## [ФРАГМЕНТ ДОКУМЕНТА]
--*--
Чтобы помочь невротику восстановить свою целостность, мы должны использовать любую меру ответственности, которую он готов взять на себя. То же относится и к терапевту. Он должен взять на себя полную ответственность за свои реакции на пациента. Он не ответствен ни за невроз пациента, ни за его трудности в понимании, но он отвечает за собственные мотивы, за свое обращение с пациентом и за терапевтическую ситуацию.
Прежде всего, ответственность терапевта состоит в том, чтобы не оставить без вызова любое утверждение или поведение пациента, которое не представляет его самости, которое свидетельствует об отсутствии у него ответственности за себя. Это означает, что он должен иметь дело с каждым невротическим механизмом, как только тот проявляется. Каждый из этих невротических механизмов должен быть интегрирован пациентом и трансформирован в выражение самости, так чтобы пациент мог действительно ее обнаружить.
Как мы обращаемся с этими механизмами? Ранее описанные примеры плача и головной боли, а также приступ одышки/тревоги, указывают на некоторые способы работы со слиянием. Эти психосоматические симптомы являются по существу признаками слияния. В первом случае контроль над мышцами вокруг глаз оказывается связанным с контролем над потребностью в плаче, во втором связаны контроль над дыханием и управление эмоциональными реакциями. Установив тождество между различными средствами двух различных отношений, пациент прерывает второе, прерывая первое. Мы помогаем пациентам разорвать этот клинч, давая им обнаружить при переживании симптома, что эти две вещи связаны искусственно, что симптом подменяет самовыражение и переживание себя.
Что является свидетельством ретрофлексии? Мы часто обнаруживаем ее в физическом поведении пациента, равно как и в его использовании местоимений «сам себя». Предположим, например, что пациент сидит, разговаривая о чем-то, и при этом мы замечаем, что он ударяет одну из своих ладоней кулаком другой руки. Совершенно очевидно, что это – ретрофлективное поведение. Если терапевт спросит его:
«Кого вы хотите ударить?» – он может поначалу оторопело посмотреть на терапевта: «О, это просто нервная привычка.» – иными словами, на данный момент пациент не хочет принимать на себя ответственность за свое поведение.
--*--
## [СОБРАННЫЕ ЗАПИСИ]
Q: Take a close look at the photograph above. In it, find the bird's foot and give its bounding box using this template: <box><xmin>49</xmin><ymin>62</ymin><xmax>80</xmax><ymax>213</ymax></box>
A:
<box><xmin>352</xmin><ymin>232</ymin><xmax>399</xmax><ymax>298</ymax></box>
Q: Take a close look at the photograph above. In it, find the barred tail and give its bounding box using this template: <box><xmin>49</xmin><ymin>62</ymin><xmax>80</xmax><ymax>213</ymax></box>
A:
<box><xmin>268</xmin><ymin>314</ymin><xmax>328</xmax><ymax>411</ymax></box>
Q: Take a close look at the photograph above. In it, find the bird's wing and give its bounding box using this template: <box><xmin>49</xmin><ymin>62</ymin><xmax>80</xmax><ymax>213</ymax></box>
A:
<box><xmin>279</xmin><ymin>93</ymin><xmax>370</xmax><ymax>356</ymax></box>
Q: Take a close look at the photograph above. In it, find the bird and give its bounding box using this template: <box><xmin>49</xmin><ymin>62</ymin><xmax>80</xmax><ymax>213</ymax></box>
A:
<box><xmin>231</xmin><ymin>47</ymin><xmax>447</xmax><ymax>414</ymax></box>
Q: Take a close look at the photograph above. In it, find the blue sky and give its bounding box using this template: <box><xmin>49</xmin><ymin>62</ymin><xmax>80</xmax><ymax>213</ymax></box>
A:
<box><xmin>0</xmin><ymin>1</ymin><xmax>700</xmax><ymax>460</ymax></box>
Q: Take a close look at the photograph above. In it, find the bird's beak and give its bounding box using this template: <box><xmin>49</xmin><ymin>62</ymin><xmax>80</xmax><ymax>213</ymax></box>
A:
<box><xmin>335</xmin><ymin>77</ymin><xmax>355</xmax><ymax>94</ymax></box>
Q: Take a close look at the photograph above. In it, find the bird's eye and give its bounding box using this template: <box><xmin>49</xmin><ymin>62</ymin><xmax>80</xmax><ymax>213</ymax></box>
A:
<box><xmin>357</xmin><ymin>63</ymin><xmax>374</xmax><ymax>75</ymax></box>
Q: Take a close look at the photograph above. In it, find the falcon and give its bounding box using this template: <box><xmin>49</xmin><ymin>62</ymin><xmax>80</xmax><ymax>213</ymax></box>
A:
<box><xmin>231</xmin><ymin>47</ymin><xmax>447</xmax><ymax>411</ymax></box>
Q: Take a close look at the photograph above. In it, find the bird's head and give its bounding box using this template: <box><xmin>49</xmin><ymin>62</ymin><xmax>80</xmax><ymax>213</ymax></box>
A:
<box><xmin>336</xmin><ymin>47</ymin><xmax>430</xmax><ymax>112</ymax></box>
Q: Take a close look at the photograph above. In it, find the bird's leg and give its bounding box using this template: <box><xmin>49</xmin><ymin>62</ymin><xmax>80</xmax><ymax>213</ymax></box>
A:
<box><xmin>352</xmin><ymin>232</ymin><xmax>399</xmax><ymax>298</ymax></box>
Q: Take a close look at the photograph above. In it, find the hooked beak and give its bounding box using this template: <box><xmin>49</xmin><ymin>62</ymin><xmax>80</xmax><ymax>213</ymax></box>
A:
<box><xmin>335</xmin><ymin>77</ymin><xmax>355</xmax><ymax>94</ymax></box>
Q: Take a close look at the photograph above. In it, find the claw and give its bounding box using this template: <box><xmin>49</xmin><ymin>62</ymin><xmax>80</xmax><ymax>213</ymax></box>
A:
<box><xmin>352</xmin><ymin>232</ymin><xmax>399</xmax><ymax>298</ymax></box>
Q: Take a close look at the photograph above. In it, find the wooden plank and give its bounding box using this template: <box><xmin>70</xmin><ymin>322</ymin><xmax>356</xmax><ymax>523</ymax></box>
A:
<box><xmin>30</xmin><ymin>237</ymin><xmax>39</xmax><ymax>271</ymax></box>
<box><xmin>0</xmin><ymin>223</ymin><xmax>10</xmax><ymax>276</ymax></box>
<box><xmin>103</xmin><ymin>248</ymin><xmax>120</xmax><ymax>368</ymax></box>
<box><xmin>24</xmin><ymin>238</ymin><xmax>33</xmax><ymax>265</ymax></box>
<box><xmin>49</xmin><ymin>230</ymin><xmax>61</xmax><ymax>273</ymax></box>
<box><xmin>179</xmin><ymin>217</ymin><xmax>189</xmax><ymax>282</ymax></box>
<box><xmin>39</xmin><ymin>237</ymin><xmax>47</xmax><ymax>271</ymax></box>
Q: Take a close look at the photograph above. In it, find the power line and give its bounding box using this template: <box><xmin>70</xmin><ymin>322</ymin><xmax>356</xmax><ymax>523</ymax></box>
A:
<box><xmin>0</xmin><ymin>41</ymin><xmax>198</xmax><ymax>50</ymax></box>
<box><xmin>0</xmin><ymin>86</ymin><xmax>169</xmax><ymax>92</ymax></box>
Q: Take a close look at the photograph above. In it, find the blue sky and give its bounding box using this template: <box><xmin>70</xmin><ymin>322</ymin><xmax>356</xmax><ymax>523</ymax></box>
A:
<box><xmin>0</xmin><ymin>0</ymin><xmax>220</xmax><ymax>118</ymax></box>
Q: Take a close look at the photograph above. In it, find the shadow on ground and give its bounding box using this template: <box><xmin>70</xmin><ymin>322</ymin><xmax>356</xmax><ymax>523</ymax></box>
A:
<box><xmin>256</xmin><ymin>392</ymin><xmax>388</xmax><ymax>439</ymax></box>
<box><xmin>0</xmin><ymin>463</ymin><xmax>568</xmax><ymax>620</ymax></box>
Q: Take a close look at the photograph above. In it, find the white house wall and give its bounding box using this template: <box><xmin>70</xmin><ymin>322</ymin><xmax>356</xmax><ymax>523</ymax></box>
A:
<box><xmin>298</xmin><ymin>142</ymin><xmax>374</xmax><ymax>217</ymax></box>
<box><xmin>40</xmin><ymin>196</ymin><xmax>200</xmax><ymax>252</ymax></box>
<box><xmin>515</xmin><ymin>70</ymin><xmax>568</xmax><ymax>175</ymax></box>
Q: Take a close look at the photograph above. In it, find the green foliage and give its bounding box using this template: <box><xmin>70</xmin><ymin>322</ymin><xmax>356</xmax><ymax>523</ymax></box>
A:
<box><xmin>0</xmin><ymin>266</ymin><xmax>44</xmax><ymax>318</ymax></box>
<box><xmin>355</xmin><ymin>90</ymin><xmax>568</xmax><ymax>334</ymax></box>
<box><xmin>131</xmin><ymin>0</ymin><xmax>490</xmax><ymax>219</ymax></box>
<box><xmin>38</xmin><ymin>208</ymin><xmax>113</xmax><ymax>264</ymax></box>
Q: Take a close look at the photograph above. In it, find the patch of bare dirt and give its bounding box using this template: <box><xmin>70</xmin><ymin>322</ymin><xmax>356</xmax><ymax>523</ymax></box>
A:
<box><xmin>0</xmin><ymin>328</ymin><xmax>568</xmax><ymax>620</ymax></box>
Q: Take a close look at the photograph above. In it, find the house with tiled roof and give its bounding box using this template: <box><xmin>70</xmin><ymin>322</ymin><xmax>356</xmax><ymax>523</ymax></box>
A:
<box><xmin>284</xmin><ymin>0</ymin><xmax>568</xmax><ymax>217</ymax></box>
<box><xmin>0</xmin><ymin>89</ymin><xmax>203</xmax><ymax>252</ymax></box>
--*--
По фрагменту о работе терапевта с неврозом ответьте на вопросы:
(а) За что терапевт не отвечает?
(б) В чем, по словам фрагмента, часто обнаруживается ретрофлексия?
(в) Что отвечает пациент на вопрос «Кого вы хотите ударить?»
Записи никак не связаны с фрагментом.

(а) Терапевт не отвечает ни за невроз пациента, ни за его трудности в понимании.
(б) Ретрофлексия часто обнаруживается в физическом поведении пациента и в том, как он использует местоимения «сам себя».
(в) Пациент отвечает: «О, это просто нервная привычка».